Written problem a
Return the lines of the records word for word, starting at the line that contains "Expected behaviour: place one point on the puppy" and ending at the last line of the records, with both ends included.

Finding Java classes that are only used by tests

Background/Why you want to do this

Modern development practice is to write unit tests for code. This is obviously a net win for maintainability and code quality. But as the code base evolves it can easily lead to a bad situation where you have code that’s only ever used by the unit tests, not your production code. This slows down your build, slows down your tests, slows down your onboarding of new hires and requires more maintenance on every JVM upgrade. Anecdotally this is becoming a larger issue in the last few years.

Example of how this happens

Imagine a service with the main class being Application.java which depends on BusinessLogic.java which depends on SubBusinessLogic.java all of which have tests, ApplicationTest.java, BusinessLogicTest.java and SubBusinessLogicTest.java. Then the requirements change Application.java now needs to calls BusinessLogicService instead and stops using BusinessLogic.java. The change to do this will likely be in two or three separate changes/pull requests1.

  1. Feature flag calling the BusinessLogicService
  2. Compare the results to make sure there aren’t any difference
  3. Stop calling BusinessLogic.java class

The third pull request probably feels like a formality and so the developer could easily forget to delete BusinessLogic.java and BusinessLogicTests.java much less SubBusinessLogic.java and SubBusinessLogicTests.java

A dev won’t notice this over the course of normal development. While most modern IDEs will indicate if a method or class is completely unused, because of SubBusinessLogicTests.java it won’t show SubBusinessLogic.java as being unused. You can run an inspection in Intelij called ‘Find unused declarations’ and limit it to only looking at Production code, but it can have issues handling Lombok, some annotations and certain build setups.

Written problem b
Answer these questions about the article on finding Java classes used only by tests:
(i) What is the main class of the example service?
(ii) What is the third step in the list of changes?
(iii) What is the name of the IntelliJ inspection the article mentions?

Rows
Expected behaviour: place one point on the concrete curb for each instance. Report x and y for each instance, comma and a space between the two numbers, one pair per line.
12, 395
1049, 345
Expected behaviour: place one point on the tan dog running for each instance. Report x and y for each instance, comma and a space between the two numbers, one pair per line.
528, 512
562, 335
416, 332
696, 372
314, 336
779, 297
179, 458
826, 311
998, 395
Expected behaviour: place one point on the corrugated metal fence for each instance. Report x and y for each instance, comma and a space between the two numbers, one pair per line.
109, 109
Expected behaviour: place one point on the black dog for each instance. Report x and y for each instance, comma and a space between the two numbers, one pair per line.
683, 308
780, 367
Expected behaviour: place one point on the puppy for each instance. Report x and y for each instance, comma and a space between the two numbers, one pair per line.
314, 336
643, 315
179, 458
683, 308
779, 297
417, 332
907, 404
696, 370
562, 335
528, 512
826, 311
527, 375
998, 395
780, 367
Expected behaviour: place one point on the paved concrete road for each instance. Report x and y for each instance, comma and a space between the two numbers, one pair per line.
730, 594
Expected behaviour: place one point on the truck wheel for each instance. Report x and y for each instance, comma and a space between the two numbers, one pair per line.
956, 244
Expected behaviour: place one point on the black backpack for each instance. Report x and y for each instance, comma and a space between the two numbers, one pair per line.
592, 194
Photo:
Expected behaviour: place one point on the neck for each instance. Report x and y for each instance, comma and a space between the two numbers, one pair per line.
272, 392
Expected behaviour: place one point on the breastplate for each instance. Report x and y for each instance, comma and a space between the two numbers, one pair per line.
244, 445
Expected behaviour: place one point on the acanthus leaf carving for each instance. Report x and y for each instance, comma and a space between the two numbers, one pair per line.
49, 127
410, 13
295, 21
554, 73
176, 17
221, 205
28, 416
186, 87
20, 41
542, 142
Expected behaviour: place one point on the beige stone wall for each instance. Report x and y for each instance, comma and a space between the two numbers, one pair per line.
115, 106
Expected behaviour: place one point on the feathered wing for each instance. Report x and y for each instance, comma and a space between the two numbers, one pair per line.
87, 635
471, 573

Answer a
Expected behaviour: place one point on the puppy for each instance. Report x and y for each instance, comma and a space between the two numbers, one pair per line.
314, 336
643, 315
179, 458
683, 308
779, 297
417, 332
907, 404
696, 370
562, 335
528, 512
826, 311
527, 375
998, 395
780, 367
Expected behaviour: place one point on the paved concrete road for each instance. Report x and y for each instance, comma and a space between the two numbers, one pair per line.
730, 594
Expected behaviour: place one point on the truck wheel for each instance. Report x and y for each instance, comma and a space between the two numbers, one pair per line.
956, 244
Expected behaviour: place one point on the black backpack for each instance. Report x and y for each instance, comma and a space between the two numbers, one pair per line.
592, 194
Photo:
Expected behaviour: place one point on the neck for each instance. Report x and y for each instance, comma and a space between the two numbers, one pair per line.
272, 392
Expected behaviour: place one point on the breastplate for each instance. Report x and y for each instance, comma and a space between the two numbers, one pair per line.
244, 445
Expected behaviour: place one point on the acanthus leaf carving for each instance. Report x and y for each instance, comma and a space between the two numbers, one pair per line.
49, 127
410, 13
295, 21
554, 73
176, 17
221, 205
28, 416
186, 87
20, 41
542, 142
Expected behaviour: place one point on the beige stone wall for each instance. Report x and y for each instance, comma and a space between the two numbers, one pair per line.
115, 106
Expected behaviour: place one point on the feathered wing for each instance. Report x and y for each instance, comma and a space between the two numbers, one pair per line.
87, 635
471, 573

Answer b
(i) Application.java
(ii) Stop calling BusinessLogic.java class
(iii) 'Find unused declarations'